Transcribe exactly, and without pictures, the lines from the one that contains "Target: pectoral cross" through the last line of the material.

--- START ---

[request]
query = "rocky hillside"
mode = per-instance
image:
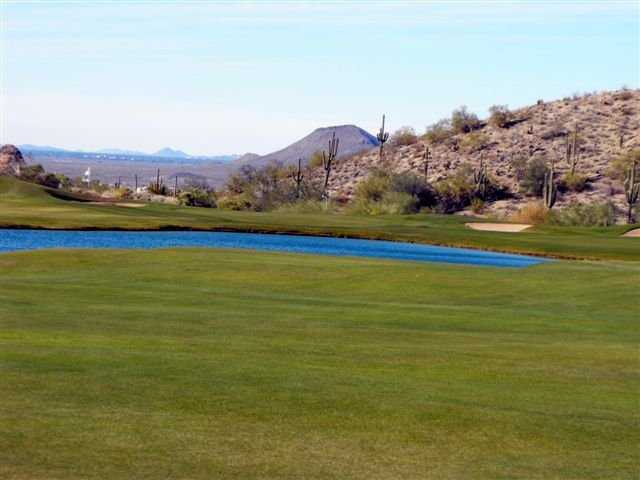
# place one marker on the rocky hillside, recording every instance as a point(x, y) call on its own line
point(11, 160)
point(608, 123)
point(352, 140)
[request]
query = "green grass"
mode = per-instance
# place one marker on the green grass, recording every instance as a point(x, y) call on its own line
point(29, 205)
point(217, 364)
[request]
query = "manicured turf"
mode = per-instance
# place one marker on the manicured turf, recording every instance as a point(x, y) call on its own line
point(28, 205)
point(221, 364)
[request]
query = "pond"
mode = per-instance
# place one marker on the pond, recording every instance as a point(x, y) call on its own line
point(14, 240)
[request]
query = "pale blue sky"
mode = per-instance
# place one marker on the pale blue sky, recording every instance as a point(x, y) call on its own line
point(223, 77)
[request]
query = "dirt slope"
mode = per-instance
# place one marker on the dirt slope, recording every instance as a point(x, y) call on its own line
point(539, 130)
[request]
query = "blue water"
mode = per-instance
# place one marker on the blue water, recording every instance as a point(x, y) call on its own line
point(13, 240)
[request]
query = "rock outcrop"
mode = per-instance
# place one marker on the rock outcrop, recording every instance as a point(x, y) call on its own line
point(609, 126)
point(11, 160)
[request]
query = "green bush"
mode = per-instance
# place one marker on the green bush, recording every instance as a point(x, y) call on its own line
point(500, 116)
point(374, 187)
point(392, 203)
point(439, 132)
point(585, 215)
point(455, 192)
point(404, 136)
point(413, 185)
point(532, 181)
point(463, 121)
point(197, 197)
point(573, 182)
point(236, 202)
point(308, 206)
point(620, 166)
point(384, 193)
point(474, 141)
point(316, 159)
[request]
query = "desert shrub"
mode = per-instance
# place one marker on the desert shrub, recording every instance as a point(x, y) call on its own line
point(519, 166)
point(439, 132)
point(158, 188)
point(121, 193)
point(404, 136)
point(477, 205)
point(573, 182)
point(474, 141)
point(534, 213)
point(237, 202)
point(30, 173)
point(391, 203)
point(625, 94)
point(619, 166)
point(316, 159)
point(591, 214)
point(48, 180)
point(532, 181)
point(197, 197)
point(374, 187)
point(500, 116)
point(455, 192)
point(413, 185)
point(385, 193)
point(261, 189)
point(65, 182)
point(463, 121)
point(308, 206)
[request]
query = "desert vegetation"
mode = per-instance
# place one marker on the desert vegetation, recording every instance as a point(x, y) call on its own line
point(460, 164)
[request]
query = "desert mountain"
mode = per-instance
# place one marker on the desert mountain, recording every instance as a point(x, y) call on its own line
point(11, 160)
point(352, 140)
point(170, 152)
point(608, 123)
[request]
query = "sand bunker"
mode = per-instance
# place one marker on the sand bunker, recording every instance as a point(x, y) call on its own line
point(132, 205)
point(118, 204)
point(499, 227)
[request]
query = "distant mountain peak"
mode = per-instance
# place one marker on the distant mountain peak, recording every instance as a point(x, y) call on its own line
point(170, 152)
point(353, 139)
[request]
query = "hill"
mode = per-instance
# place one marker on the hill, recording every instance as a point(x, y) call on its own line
point(170, 152)
point(353, 140)
point(608, 122)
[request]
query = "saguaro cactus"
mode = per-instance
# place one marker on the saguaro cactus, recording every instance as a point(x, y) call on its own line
point(382, 138)
point(426, 157)
point(298, 177)
point(327, 161)
point(480, 179)
point(631, 189)
point(572, 151)
point(549, 189)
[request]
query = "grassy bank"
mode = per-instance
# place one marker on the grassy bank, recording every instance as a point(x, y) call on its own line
point(26, 205)
point(218, 364)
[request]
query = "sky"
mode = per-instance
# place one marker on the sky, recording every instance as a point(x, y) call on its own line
point(220, 77)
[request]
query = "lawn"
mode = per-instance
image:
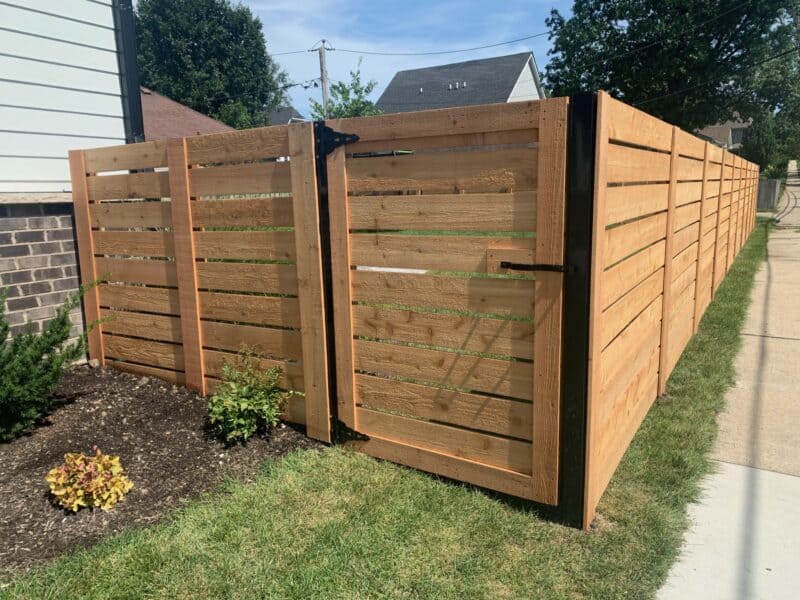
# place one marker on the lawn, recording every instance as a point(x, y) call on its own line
point(334, 524)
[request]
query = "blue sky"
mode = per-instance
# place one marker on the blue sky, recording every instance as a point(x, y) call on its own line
point(407, 26)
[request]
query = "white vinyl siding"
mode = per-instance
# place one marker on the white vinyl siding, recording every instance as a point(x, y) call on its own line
point(59, 89)
point(525, 88)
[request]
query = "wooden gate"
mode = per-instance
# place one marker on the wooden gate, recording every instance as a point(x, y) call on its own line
point(446, 359)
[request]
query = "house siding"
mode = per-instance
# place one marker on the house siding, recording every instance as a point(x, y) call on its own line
point(59, 89)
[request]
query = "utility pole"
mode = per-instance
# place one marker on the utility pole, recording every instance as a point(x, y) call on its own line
point(323, 74)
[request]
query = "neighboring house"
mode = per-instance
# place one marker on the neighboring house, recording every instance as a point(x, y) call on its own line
point(510, 78)
point(729, 135)
point(283, 115)
point(66, 72)
point(164, 118)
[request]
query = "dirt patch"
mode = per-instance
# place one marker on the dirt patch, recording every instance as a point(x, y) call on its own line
point(158, 431)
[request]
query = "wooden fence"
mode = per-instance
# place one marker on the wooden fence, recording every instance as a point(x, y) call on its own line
point(433, 254)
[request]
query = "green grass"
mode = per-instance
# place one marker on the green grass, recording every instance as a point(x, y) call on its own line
point(335, 524)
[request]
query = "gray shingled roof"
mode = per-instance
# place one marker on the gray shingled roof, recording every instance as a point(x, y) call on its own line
point(488, 80)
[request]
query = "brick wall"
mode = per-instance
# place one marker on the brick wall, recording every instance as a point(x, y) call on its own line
point(38, 262)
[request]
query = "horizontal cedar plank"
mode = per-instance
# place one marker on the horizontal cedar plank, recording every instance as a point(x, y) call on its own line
point(513, 297)
point(476, 334)
point(630, 165)
point(261, 310)
point(245, 245)
point(238, 146)
point(633, 201)
point(446, 172)
point(137, 270)
point(175, 377)
point(134, 243)
point(247, 277)
point(460, 469)
point(618, 315)
point(243, 212)
point(156, 354)
point(128, 215)
point(144, 155)
point(685, 237)
point(633, 126)
point(484, 413)
point(157, 327)
point(514, 137)
point(475, 373)
point(625, 347)
point(446, 121)
point(481, 447)
point(291, 373)
point(622, 277)
point(439, 252)
point(249, 178)
point(686, 214)
point(132, 297)
point(514, 211)
point(689, 145)
point(690, 169)
point(273, 343)
point(688, 191)
point(136, 185)
point(626, 239)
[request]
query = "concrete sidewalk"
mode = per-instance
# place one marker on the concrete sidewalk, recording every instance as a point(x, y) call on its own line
point(745, 539)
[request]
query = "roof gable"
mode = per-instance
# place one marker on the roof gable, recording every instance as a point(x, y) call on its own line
point(488, 80)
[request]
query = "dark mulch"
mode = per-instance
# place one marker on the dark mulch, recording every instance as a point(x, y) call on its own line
point(158, 431)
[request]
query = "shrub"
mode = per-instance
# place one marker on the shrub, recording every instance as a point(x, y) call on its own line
point(247, 400)
point(97, 481)
point(30, 366)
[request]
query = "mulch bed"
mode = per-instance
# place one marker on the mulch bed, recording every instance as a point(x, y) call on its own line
point(158, 431)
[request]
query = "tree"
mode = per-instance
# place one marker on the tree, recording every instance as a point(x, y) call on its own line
point(655, 50)
point(210, 55)
point(348, 99)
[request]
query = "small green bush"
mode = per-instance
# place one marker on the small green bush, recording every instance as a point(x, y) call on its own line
point(31, 365)
point(248, 399)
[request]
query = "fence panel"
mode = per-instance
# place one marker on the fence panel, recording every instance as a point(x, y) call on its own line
point(446, 360)
point(212, 263)
point(671, 213)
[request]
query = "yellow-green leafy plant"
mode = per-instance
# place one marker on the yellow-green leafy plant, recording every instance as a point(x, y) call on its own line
point(96, 480)
point(247, 400)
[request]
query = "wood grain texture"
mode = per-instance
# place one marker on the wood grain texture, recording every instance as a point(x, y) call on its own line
point(482, 413)
point(144, 155)
point(514, 211)
point(549, 299)
point(462, 443)
point(86, 251)
point(463, 371)
point(311, 298)
point(339, 213)
point(182, 231)
point(135, 185)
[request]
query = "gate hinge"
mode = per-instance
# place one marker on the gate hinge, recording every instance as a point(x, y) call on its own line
point(533, 267)
point(328, 139)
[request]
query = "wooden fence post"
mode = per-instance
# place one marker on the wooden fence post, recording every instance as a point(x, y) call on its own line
point(83, 232)
point(698, 308)
point(183, 236)
point(666, 303)
point(549, 297)
point(309, 279)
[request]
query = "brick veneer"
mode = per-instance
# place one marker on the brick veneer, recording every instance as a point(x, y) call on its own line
point(38, 263)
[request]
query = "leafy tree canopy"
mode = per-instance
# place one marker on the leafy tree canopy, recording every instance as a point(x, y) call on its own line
point(210, 55)
point(348, 99)
point(653, 50)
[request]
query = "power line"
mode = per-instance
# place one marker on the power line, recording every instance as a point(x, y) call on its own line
point(706, 83)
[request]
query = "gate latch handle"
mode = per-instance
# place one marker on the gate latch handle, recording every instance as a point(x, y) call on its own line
point(532, 267)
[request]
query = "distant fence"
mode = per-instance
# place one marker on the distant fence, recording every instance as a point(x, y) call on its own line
point(435, 269)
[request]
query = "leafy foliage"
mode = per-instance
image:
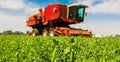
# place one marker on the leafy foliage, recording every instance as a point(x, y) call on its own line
point(59, 49)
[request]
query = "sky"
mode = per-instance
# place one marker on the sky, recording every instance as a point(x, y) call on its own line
point(103, 16)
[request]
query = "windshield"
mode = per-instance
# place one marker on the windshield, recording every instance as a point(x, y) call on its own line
point(76, 13)
point(80, 12)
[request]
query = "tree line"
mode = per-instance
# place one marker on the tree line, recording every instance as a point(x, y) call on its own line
point(10, 32)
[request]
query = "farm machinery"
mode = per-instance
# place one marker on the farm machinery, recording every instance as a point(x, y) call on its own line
point(55, 19)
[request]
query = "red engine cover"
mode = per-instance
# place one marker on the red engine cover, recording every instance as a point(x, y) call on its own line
point(56, 11)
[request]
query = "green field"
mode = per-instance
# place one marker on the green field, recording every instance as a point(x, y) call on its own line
point(59, 49)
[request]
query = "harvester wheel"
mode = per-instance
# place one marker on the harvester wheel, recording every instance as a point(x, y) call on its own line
point(35, 32)
point(45, 32)
point(51, 32)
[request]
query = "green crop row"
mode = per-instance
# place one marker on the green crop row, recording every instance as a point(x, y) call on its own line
point(59, 49)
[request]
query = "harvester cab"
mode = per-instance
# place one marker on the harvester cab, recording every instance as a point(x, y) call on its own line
point(55, 20)
point(76, 12)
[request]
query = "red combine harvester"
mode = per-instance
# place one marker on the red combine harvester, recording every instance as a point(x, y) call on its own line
point(55, 20)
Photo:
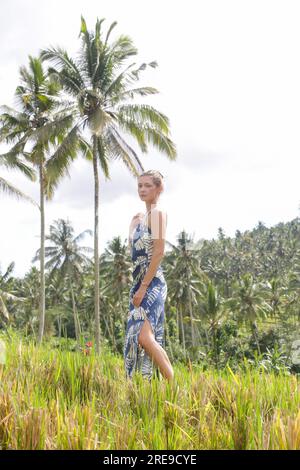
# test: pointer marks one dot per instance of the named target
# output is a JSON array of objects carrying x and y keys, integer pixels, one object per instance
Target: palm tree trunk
[
  {"x": 192, "y": 322},
  {"x": 96, "y": 246},
  {"x": 254, "y": 331},
  {"x": 182, "y": 331},
  {"x": 42, "y": 257}
]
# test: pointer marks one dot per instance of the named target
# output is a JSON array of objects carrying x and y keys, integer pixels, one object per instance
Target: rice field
[{"x": 54, "y": 399}]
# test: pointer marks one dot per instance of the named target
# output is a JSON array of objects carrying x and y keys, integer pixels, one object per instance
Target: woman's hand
[{"x": 139, "y": 295}]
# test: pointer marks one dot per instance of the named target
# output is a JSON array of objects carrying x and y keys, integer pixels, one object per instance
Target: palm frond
[{"x": 8, "y": 188}]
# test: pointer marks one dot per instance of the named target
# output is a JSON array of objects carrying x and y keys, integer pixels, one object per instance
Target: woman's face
[{"x": 147, "y": 190}]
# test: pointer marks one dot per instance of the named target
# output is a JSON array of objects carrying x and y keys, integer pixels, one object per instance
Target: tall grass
[{"x": 52, "y": 399}]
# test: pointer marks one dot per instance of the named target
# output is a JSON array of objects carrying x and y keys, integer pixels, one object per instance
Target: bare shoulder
[{"x": 158, "y": 223}]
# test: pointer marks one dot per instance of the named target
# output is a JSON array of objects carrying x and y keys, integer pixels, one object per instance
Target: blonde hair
[{"x": 157, "y": 178}]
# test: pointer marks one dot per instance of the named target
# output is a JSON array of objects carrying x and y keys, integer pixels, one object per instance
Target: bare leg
[{"x": 155, "y": 351}]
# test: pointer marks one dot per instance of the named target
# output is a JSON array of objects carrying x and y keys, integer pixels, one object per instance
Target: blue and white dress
[{"x": 151, "y": 307}]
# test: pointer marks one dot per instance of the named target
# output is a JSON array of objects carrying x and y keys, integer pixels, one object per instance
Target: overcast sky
[{"x": 228, "y": 74}]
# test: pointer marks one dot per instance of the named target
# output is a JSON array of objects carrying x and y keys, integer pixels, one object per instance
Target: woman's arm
[{"x": 157, "y": 228}]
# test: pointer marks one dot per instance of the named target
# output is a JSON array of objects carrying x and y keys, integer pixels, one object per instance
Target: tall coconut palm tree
[
  {"x": 66, "y": 258},
  {"x": 185, "y": 280},
  {"x": 34, "y": 129},
  {"x": 249, "y": 301},
  {"x": 115, "y": 271},
  {"x": 101, "y": 86}
]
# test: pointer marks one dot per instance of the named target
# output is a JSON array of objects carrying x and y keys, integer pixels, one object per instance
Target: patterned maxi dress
[{"x": 151, "y": 307}]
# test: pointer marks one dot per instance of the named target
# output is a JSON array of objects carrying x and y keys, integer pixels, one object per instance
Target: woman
[{"x": 145, "y": 322}]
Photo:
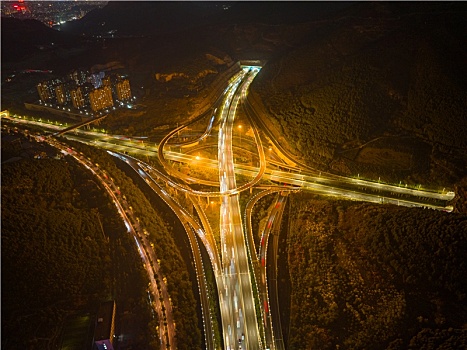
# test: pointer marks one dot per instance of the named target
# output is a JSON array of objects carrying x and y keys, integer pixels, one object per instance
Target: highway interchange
[{"x": 248, "y": 308}]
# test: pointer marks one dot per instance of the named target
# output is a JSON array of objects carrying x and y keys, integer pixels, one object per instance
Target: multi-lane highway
[{"x": 239, "y": 266}]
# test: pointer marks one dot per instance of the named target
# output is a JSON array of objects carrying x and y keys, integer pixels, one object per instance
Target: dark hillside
[
  {"x": 375, "y": 277},
  {"x": 21, "y": 38},
  {"x": 377, "y": 69}
]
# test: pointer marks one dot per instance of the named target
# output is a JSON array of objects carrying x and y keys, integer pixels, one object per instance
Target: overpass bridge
[{"x": 78, "y": 125}]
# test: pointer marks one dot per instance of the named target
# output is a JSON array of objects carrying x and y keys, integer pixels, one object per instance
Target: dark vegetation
[
  {"x": 378, "y": 69},
  {"x": 64, "y": 251},
  {"x": 376, "y": 277},
  {"x": 171, "y": 262}
]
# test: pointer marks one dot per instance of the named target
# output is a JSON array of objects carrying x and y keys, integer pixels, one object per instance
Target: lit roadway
[
  {"x": 233, "y": 275},
  {"x": 238, "y": 311},
  {"x": 145, "y": 249},
  {"x": 192, "y": 227}
]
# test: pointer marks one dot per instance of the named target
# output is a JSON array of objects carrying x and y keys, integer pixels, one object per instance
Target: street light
[{"x": 240, "y": 128}]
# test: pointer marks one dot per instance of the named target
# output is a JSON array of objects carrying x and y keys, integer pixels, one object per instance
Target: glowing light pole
[{"x": 240, "y": 128}]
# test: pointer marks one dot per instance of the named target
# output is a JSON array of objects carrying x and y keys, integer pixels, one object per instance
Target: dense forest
[
  {"x": 386, "y": 71},
  {"x": 171, "y": 262},
  {"x": 376, "y": 276},
  {"x": 64, "y": 251}
]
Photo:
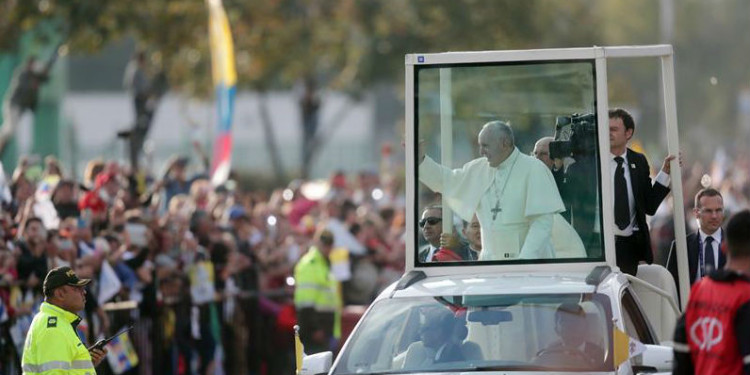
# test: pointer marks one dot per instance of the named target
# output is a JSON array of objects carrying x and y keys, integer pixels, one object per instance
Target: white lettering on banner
[{"x": 706, "y": 332}]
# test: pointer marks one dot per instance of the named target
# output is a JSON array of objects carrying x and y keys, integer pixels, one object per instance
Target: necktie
[
  {"x": 622, "y": 208},
  {"x": 708, "y": 249}
]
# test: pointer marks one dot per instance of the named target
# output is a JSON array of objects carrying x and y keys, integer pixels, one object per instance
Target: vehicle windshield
[
  {"x": 511, "y": 163},
  {"x": 530, "y": 332}
]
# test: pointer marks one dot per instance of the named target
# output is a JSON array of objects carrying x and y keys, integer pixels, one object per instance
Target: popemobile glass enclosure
[{"x": 506, "y": 150}]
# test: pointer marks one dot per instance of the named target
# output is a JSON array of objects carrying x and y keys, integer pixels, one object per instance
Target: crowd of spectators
[
  {"x": 202, "y": 271},
  {"x": 728, "y": 172}
]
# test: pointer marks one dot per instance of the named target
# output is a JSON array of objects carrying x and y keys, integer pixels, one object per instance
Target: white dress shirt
[{"x": 701, "y": 247}]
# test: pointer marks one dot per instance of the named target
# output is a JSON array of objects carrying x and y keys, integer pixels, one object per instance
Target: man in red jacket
[{"x": 713, "y": 336}]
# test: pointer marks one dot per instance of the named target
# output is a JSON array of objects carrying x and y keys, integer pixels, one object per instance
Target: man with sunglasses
[
  {"x": 431, "y": 230},
  {"x": 52, "y": 345}
]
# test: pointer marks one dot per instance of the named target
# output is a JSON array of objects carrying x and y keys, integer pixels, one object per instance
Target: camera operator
[{"x": 575, "y": 138}]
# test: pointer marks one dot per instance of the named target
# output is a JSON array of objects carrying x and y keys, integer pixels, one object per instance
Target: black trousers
[{"x": 630, "y": 251}]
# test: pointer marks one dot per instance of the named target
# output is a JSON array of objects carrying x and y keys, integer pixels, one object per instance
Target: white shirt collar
[
  {"x": 716, "y": 235},
  {"x": 624, "y": 156}
]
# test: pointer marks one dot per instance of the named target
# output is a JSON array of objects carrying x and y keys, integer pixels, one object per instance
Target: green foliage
[{"x": 347, "y": 45}]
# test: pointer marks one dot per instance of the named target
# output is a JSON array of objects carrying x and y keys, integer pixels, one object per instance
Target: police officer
[
  {"x": 52, "y": 345},
  {"x": 713, "y": 336},
  {"x": 315, "y": 295}
]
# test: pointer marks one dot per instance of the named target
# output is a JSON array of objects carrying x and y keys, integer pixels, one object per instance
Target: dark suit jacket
[
  {"x": 648, "y": 196},
  {"x": 423, "y": 251},
  {"x": 693, "y": 247}
]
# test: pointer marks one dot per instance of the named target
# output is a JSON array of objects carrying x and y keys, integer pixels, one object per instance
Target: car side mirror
[
  {"x": 318, "y": 363},
  {"x": 656, "y": 358}
]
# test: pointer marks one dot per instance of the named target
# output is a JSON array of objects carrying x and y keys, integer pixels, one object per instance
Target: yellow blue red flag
[
  {"x": 225, "y": 80},
  {"x": 299, "y": 350}
]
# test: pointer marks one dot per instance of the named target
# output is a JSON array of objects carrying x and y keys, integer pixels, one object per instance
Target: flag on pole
[
  {"x": 625, "y": 347},
  {"x": 299, "y": 350},
  {"x": 225, "y": 80}
]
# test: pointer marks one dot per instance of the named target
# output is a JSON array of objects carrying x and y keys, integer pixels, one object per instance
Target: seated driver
[
  {"x": 571, "y": 349},
  {"x": 436, "y": 345}
]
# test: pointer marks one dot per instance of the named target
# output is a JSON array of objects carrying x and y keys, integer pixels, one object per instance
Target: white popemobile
[{"x": 516, "y": 309}]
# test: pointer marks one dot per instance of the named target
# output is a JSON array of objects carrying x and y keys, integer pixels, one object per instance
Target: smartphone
[
  {"x": 137, "y": 234},
  {"x": 100, "y": 344}
]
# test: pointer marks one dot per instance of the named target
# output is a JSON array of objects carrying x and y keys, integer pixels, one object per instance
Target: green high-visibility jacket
[
  {"x": 314, "y": 285},
  {"x": 52, "y": 346}
]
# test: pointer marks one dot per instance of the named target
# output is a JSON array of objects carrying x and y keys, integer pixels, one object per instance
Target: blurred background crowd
[{"x": 204, "y": 272}]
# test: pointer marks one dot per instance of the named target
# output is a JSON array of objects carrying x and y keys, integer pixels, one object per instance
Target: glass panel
[
  {"x": 495, "y": 332},
  {"x": 522, "y": 181}
]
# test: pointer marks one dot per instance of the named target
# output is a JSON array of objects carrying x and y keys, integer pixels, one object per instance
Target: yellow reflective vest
[
  {"x": 314, "y": 285},
  {"x": 52, "y": 346}
]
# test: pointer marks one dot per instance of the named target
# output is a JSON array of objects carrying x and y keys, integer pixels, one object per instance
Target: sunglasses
[{"x": 429, "y": 220}]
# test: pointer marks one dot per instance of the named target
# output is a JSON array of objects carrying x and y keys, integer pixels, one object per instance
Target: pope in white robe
[{"x": 514, "y": 196}]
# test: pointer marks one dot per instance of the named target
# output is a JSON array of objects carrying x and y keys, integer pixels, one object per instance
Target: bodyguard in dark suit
[
  {"x": 635, "y": 194},
  {"x": 704, "y": 246}
]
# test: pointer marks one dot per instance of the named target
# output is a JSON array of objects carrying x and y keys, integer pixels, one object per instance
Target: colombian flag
[{"x": 225, "y": 80}]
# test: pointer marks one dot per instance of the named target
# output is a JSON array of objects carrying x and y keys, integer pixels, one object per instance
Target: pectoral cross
[{"x": 496, "y": 210}]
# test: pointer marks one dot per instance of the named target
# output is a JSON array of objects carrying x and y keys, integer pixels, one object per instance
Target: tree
[{"x": 316, "y": 46}]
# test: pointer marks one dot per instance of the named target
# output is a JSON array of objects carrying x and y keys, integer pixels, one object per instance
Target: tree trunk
[
  {"x": 310, "y": 105},
  {"x": 270, "y": 138}
]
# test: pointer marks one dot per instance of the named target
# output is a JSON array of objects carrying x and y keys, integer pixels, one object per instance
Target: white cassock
[{"x": 515, "y": 203}]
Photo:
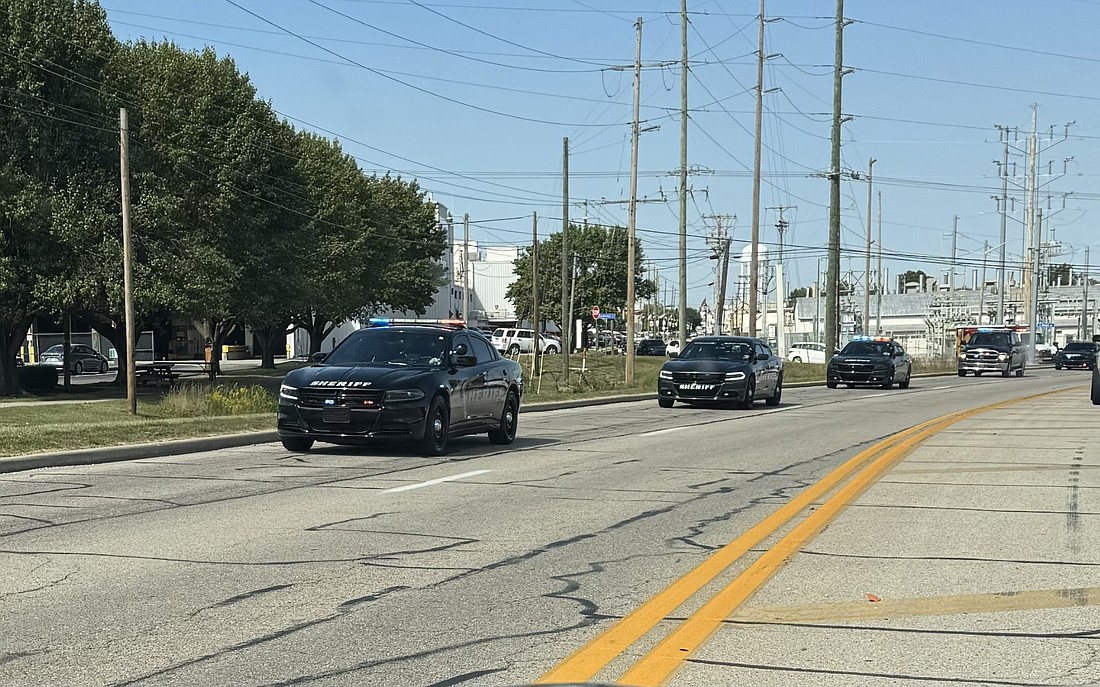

--- END ---

(REPLY TO THE TASK):
Target: pectoral cross
[{"x": 496, "y": 210}]
# test: pointer marks one dot per instance of the named target
# output is a JSON array of objects carrying x and y keys, integer pixels, one object per instance
Target: tree
[{"x": 316, "y": 46}]
# test: pointer marks one dot per instance of the named target
# output is a JSON array of objects carrying x and y keys, integer pixels, one object per instance
Target: tree trunk
[
  {"x": 310, "y": 105},
  {"x": 270, "y": 138}
]
# test: pointer marks one dot per instance of the named target
# output is a JSON array of objects carrying x and y keys, integer pixels, one object per instance
Target: white cassock
[{"x": 515, "y": 203}]
Photo:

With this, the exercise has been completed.